Extracted records:
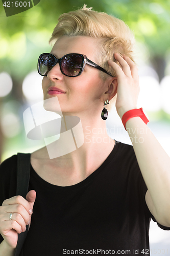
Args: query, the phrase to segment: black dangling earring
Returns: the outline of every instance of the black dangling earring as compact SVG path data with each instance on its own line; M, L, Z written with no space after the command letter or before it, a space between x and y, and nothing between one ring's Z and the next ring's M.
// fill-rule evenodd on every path
M108 115L108 112L105 108L105 105L107 105L107 104L109 104L109 100L108 99L104 101L103 110L102 110L101 114L101 117L103 120L107 119L107 116Z

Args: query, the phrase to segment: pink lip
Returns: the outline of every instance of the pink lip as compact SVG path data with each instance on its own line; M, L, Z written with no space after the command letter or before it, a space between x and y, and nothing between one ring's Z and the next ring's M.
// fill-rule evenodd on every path
M64 92L62 90L59 89L58 88L57 88L57 87L54 87L53 86L51 86L50 87L49 87L49 88L48 89L47 93L51 95L66 93L65 92Z

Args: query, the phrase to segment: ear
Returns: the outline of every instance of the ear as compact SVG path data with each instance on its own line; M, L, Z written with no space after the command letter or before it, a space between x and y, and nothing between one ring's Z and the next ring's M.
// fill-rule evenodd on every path
M111 100L116 94L117 91L117 77L112 77L109 80L106 81L106 84L105 84L105 86L107 87L107 90L103 94L101 99L101 101L103 102L106 99Z

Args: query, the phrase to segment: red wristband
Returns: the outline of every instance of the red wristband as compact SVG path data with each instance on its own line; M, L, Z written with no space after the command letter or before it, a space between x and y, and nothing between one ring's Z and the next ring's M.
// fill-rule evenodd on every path
M126 123L127 121L130 118L136 116L139 116L139 117L140 117L140 118L146 124L150 121L148 118L146 116L146 114L144 113L142 108L141 108L140 109L135 109L134 110L129 110L123 115L122 118L122 122L126 130Z

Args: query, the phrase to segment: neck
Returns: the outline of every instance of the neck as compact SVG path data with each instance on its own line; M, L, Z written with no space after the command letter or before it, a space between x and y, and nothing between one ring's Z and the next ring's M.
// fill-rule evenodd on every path
M59 160L65 168L85 177L107 158L114 140L108 135L106 122L100 116L80 118L63 115L60 138L46 148L54 164Z

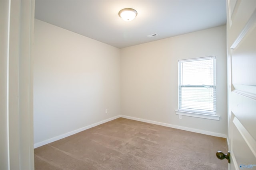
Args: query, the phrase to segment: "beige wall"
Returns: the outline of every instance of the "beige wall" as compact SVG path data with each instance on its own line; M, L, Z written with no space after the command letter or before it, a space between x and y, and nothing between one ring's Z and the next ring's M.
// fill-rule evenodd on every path
M218 27L121 50L121 113L146 120L227 134L226 27ZM182 116L178 109L178 60L216 56L220 121Z
M35 22L34 143L120 115L120 49Z
M36 20L34 143L121 115L225 136L225 30L218 27L120 49ZM178 60L213 55L220 120L178 119Z

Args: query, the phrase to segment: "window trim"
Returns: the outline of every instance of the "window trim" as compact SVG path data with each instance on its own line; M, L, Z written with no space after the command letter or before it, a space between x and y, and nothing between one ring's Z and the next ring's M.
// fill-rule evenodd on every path
M184 62L187 62L187 61L199 61L200 60L207 60L207 59L214 59L214 77L215 79L215 85L200 85L200 86L193 86L193 85L181 85L180 82L180 78L181 78L182 74L180 72L180 63L183 63ZM178 108L179 108L178 110L176 110L176 114L179 115L183 115L188 116L192 116L196 117L200 117L203 118L205 119L209 119L214 120L220 120L220 116L216 115L216 99L215 100L215 105L214 106L214 109L213 111L207 111L206 110L204 110L202 111L200 110L196 110L196 109L180 109L180 88L181 87L193 87L193 86L196 86L199 87L202 86L202 87L211 87L214 88L214 90L215 91L215 95L216 95L216 56L210 56L204 57L200 57L197 58L194 58L194 59L187 59L185 60L180 60L178 61Z

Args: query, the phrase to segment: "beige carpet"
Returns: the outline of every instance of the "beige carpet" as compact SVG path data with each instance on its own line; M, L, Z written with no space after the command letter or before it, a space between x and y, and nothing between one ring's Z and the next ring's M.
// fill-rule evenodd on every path
M227 170L226 139L118 118L35 149L36 170Z

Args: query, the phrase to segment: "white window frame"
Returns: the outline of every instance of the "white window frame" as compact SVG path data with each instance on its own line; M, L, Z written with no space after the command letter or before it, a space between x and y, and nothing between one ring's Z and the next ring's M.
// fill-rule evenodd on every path
M180 70L180 64L184 62L187 62L190 61L195 61L200 60L205 60L208 59L213 59L214 65L213 65L213 78L215 79L214 80L213 84L206 84L205 85L199 85L196 86L190 85L184 85L181 84L181 72ZM186 60L181 60L178 61L178 109L176 111L176 114L179 115L183 115L188 116L192 116L197 117L200 117L205 119L209 119L214 120L220 120L220 116L216 115L216 96L215 96L215 101L214 101L214 103L215 104L214 104L213 110L211 111L202 110L197 110L194 109L190 108L182 108L180 106L180 92L181 90L181 88L182 87L189 87L193 88L193 87L211 87L213 88L214 93L215 93L216 95L216 56L210 56L205 57L200 57L195 59L191 59Z

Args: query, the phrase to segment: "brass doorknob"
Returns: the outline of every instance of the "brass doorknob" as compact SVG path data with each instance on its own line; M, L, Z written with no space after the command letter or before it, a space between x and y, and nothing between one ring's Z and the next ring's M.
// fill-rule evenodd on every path
M230 163L230 153L229 151L228 152L228 153L224 154L223 152L218 151L216 153L216 156L220 159L224 159L226 158L228 160L228 162Z

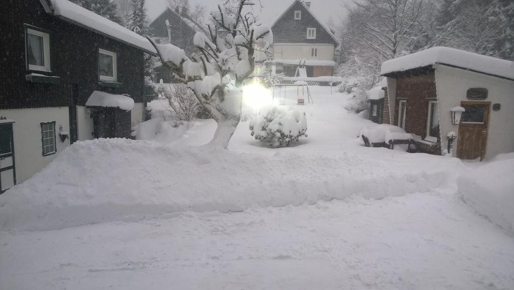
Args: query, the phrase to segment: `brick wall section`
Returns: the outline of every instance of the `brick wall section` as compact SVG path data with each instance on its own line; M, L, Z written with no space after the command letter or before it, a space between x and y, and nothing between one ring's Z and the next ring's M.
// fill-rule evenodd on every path
M389 97L388 96L387 88L383 89L384 90L384 101L382 106L382 124L391 123L391 115L389 114Z
M396 80L396 113L398 115L399 100L407 100L405 130L421 137L427 135L428 101L436 99L435 74L398 77Z

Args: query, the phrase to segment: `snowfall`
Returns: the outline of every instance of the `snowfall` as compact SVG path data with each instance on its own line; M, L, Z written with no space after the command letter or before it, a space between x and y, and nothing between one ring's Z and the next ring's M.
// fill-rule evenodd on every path
M366 147L349 96L310 89L289 148L248 115L228 150L201 120L74 144L0 196L0 289L514 289L514 153Z

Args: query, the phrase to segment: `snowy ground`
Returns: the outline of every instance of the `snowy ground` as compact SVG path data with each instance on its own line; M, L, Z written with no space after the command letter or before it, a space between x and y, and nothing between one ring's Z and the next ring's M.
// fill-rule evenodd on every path
M292 148L247 122L191 147L210 121L74 145L0 196L0 289L514 289L511 231L455 193L481 165L363 147L369 121L313 90Z

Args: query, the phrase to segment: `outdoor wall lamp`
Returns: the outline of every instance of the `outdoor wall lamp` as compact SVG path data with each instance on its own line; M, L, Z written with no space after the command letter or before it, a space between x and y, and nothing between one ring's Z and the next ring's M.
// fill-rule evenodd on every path
M457 106L452 108L450 111L451 112L451 123L453 125L461 124L461 117L462 116L462 113L466 111L466 109Z

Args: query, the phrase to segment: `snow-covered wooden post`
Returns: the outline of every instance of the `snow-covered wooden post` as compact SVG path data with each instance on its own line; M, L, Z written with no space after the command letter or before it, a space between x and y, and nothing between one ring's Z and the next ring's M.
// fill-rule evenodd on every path
M266 60L273 40L269 26L255 21L247 6L249 0L237 0L235 6L211 13L207 25L208 36L196 32L193 43L198 53L190 58L183 49L171 43L158 44L146 36L155 47L163 65L175 79L187 85L204 109L218 123L209 145L227 148L241 116L243 82L253 72L255 64ZM228 9L227 9L228 8ZM254 47L258 43L259 48Z

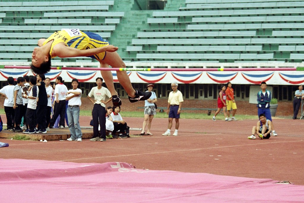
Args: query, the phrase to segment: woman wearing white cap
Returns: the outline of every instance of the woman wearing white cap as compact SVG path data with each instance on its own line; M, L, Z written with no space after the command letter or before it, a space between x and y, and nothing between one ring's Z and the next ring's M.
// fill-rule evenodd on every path
M154 92L152 91L152 90L154 87L154 85L151 83L148 83L147 85L148 91L146 92L151 92L151 96L148 99L145 101L145 117L143 123L143 129L140 133L140 135L143 135L145 134L145 128L147 126L147 133L148 135L153 135L153 134L150 132L150 129L151 127L151 123L154 115L156 114L156 110L155 108L155 103L157 102L156 94Z

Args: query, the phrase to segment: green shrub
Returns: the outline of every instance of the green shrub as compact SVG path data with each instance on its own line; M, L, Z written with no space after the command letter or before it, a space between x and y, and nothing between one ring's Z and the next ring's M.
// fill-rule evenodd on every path
M270 100L270 104L277 104L278 99L275 98L273 98Z

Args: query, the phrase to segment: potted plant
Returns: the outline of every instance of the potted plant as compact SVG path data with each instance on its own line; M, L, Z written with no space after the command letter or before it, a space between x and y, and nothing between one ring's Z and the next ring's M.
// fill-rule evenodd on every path
M271 116L275 116L275 113L277 112L277 108L278 108L278 99L273 98L270 100L270 113Z

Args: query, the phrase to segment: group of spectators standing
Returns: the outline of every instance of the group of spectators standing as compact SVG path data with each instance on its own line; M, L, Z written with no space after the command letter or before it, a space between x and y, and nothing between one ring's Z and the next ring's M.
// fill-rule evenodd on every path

Exercise aim: Render the lines of the items above as a JSON array of strings, starting with the line containing "Args: query, the phrase to segment: green" and continuing through the line containing "M270 100L270 104L277", both included. Use one string per line and omit blank lines.

Exercise answer:
[
  "Args: query, the phrase to segment: green shrub",
  "Returns: the outline of every instance of the green shrub as compact SVG path data with each instance on its own line; M, L, Z written with no space after the command letter or before it, a space between x and y, and nothing between one ring's Z and the next ring's M.",
  "// fill-rule evenodd on every path",
  "M270 100L270 104L277 104L278 99L275 98L273 98Z"
]